#### PROVIDED DATA ####
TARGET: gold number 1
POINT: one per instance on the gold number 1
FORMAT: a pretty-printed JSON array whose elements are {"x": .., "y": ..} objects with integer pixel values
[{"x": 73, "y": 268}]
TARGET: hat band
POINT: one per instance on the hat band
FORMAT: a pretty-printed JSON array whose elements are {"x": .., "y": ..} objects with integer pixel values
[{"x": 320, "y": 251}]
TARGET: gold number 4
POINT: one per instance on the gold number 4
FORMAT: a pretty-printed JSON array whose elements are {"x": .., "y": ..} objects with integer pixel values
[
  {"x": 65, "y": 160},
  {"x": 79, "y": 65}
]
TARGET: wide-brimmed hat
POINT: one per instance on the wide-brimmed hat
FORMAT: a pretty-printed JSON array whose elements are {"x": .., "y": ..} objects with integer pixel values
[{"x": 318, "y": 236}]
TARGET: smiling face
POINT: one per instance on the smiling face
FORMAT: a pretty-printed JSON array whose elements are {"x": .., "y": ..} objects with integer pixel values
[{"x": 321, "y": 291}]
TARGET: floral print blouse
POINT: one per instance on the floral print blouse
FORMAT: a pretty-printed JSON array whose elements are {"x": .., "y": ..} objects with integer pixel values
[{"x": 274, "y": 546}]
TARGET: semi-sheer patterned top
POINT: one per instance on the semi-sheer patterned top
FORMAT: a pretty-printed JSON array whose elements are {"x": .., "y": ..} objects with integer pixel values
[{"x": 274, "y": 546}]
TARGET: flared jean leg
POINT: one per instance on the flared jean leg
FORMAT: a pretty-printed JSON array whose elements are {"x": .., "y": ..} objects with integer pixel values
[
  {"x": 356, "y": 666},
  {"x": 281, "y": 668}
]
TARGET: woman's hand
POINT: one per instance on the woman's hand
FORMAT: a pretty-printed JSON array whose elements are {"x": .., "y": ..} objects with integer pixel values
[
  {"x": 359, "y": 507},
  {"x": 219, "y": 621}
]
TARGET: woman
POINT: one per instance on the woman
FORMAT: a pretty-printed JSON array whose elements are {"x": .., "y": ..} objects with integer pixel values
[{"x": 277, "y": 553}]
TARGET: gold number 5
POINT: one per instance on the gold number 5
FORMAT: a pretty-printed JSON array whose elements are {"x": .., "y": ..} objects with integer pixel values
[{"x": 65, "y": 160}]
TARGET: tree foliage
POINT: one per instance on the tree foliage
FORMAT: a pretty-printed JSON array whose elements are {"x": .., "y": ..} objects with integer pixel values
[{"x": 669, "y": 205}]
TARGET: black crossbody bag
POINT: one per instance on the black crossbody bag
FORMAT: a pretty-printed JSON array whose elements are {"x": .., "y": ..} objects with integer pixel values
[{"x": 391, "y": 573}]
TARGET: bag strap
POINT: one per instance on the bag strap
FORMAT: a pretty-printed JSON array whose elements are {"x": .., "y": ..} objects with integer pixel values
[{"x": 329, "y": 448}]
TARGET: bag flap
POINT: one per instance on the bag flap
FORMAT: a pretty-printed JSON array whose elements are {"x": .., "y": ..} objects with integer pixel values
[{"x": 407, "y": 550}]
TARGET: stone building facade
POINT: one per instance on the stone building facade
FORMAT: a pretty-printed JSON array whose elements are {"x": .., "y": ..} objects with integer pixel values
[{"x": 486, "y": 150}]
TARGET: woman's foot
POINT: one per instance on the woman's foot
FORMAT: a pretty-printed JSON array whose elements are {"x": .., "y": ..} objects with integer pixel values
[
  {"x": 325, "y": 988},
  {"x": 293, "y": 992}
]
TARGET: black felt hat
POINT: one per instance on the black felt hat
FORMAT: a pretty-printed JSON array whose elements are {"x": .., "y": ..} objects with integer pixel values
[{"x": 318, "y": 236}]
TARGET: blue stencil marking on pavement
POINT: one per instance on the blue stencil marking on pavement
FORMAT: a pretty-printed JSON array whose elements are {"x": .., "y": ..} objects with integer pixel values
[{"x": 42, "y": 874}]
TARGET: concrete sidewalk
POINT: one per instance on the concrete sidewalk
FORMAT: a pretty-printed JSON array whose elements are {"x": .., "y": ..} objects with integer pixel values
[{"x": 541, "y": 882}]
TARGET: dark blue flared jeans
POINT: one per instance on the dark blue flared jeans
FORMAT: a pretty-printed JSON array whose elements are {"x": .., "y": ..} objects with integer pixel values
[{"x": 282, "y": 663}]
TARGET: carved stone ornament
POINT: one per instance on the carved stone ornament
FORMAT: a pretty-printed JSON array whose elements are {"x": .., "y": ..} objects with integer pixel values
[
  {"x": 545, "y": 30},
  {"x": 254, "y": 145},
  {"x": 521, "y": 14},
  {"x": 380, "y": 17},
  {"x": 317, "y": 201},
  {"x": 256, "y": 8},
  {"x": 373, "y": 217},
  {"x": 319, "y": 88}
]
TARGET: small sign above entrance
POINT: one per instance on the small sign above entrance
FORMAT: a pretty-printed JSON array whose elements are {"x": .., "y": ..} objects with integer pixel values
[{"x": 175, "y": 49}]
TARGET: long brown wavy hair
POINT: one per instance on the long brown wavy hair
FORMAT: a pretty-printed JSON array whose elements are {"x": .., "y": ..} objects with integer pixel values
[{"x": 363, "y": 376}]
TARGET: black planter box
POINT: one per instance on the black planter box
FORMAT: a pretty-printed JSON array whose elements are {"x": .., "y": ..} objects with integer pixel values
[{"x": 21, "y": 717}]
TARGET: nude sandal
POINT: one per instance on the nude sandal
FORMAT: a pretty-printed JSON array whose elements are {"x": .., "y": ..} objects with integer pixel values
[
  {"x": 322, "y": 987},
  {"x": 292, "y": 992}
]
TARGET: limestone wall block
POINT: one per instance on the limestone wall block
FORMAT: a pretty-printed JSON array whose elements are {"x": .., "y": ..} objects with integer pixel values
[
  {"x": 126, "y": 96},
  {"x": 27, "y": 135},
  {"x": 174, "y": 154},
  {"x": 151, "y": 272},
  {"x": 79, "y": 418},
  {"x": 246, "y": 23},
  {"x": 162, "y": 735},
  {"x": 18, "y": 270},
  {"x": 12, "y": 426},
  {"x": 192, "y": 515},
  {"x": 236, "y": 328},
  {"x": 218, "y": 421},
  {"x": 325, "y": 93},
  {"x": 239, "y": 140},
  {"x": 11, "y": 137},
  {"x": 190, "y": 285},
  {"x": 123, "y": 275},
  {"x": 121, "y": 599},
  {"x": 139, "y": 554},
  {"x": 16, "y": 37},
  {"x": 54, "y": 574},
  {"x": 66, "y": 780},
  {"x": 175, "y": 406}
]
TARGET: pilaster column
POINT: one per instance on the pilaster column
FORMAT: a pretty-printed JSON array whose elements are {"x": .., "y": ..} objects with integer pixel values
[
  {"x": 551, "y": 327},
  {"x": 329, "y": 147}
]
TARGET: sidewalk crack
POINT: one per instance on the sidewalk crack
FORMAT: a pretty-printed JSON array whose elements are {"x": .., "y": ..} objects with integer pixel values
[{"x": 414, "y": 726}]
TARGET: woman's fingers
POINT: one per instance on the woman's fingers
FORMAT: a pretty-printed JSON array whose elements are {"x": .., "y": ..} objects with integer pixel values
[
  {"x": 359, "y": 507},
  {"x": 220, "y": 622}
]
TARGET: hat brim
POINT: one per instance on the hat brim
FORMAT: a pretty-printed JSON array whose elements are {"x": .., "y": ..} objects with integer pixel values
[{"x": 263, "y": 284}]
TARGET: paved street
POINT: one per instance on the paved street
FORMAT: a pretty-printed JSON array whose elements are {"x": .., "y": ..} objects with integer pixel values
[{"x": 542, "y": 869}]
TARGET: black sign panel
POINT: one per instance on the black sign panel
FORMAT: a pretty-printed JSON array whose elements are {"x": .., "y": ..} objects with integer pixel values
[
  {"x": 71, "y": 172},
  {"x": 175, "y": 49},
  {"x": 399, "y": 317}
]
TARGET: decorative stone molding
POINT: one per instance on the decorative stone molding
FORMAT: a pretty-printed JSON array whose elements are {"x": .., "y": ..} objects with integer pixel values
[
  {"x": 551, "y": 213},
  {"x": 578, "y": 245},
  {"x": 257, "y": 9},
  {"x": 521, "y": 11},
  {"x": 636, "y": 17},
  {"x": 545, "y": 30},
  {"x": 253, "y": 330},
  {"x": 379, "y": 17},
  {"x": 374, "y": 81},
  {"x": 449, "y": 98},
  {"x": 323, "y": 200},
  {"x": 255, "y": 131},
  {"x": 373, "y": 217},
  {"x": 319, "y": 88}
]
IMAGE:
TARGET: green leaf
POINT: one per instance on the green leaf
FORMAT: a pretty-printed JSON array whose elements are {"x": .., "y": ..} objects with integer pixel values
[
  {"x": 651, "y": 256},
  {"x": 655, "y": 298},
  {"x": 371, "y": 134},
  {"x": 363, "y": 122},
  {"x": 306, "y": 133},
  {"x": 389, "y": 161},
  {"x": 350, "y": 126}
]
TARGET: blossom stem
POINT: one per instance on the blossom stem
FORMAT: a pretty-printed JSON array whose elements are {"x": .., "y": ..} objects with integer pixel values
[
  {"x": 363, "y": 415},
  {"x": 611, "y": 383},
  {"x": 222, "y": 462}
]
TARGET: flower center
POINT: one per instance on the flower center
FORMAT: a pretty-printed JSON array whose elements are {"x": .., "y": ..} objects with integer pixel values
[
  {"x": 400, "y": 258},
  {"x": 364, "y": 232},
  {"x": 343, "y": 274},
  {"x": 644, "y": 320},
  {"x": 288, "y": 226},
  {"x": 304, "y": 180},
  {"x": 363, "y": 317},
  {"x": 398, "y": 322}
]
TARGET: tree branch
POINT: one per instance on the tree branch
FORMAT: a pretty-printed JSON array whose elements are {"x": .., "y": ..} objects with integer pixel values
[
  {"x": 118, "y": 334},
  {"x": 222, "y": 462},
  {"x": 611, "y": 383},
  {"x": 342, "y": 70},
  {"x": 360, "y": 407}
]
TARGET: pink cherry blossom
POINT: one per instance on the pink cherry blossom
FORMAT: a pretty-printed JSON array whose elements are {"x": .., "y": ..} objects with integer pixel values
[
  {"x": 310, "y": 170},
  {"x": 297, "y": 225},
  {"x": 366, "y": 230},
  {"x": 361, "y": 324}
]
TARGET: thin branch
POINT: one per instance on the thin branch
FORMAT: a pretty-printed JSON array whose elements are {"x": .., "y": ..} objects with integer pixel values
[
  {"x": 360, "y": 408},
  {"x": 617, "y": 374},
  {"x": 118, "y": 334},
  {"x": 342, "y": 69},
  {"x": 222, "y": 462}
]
####
#### PROVIDED DATA ####
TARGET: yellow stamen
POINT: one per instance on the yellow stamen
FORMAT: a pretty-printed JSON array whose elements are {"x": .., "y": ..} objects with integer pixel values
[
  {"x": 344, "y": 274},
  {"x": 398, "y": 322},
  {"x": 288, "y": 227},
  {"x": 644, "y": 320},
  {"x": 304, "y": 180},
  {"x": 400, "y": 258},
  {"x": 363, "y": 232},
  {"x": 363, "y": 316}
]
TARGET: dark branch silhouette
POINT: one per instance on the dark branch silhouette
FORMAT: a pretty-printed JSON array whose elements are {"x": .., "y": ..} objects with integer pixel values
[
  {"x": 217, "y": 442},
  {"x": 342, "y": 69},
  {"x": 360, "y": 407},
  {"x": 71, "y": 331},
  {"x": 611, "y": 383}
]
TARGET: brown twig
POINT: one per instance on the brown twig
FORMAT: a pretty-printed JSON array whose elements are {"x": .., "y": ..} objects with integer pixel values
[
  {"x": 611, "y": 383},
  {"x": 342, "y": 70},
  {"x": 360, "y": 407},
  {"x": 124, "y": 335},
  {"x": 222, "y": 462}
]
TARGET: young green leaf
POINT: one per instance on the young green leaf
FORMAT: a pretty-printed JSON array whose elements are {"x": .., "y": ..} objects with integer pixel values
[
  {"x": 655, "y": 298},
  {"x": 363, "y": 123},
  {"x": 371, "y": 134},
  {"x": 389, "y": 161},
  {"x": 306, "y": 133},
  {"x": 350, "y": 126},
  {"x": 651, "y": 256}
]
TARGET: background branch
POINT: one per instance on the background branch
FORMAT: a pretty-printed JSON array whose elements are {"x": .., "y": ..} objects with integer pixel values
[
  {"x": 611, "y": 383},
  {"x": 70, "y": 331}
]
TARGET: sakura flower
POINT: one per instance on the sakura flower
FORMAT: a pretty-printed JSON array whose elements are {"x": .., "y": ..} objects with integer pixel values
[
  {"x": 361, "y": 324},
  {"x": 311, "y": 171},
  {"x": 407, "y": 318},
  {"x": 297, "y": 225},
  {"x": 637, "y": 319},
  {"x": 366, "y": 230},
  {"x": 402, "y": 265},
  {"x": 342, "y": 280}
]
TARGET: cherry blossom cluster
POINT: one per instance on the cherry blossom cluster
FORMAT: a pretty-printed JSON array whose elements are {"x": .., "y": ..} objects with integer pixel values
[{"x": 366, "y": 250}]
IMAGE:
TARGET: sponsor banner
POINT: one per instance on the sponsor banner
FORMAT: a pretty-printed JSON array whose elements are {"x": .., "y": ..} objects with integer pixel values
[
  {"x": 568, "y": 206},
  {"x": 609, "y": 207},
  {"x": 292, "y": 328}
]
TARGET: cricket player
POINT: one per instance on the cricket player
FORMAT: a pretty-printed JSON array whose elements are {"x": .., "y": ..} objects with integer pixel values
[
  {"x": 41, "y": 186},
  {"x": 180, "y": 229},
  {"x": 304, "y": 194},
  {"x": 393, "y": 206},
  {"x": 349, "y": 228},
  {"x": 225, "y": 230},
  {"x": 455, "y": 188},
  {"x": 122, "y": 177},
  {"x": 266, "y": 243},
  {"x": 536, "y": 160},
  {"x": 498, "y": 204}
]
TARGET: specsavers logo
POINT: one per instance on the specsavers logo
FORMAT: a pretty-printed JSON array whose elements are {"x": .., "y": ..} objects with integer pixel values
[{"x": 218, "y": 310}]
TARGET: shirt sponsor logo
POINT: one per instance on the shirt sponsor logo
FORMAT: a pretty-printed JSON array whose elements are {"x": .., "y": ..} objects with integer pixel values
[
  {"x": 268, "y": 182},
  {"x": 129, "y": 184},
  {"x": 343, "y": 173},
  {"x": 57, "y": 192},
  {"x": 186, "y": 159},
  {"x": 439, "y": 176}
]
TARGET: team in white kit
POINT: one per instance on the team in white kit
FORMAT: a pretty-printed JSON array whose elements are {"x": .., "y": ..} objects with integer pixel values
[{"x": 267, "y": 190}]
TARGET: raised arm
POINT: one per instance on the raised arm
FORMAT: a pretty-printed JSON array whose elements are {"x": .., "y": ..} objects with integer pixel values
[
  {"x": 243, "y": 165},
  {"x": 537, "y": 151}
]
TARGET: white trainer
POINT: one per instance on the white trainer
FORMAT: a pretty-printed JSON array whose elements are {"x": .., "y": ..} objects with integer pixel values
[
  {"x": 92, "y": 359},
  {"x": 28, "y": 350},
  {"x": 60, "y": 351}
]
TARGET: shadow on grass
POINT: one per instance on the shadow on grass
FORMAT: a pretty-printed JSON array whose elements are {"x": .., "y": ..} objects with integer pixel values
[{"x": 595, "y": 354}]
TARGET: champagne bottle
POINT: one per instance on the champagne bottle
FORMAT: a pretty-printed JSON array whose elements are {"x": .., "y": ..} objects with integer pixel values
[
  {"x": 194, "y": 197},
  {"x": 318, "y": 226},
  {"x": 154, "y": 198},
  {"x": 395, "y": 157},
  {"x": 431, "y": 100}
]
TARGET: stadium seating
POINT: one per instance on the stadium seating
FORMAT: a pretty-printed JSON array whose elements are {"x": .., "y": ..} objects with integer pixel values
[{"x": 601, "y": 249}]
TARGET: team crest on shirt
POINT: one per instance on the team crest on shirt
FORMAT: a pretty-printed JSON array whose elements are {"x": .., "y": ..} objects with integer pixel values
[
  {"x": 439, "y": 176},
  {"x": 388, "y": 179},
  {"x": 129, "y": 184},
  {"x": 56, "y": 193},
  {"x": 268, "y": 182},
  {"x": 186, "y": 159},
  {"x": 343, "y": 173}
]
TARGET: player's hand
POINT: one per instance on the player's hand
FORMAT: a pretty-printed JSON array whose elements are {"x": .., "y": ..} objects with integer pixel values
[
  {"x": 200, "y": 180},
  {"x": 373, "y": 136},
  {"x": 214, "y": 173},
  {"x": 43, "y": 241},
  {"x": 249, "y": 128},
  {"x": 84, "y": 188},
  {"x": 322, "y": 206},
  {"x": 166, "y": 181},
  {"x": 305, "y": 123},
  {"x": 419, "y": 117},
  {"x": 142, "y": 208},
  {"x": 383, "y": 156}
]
####
Return every line in the rows above that contains the word "nude".

TARGET: nude sandal
POINT: one per instance on the nude sandal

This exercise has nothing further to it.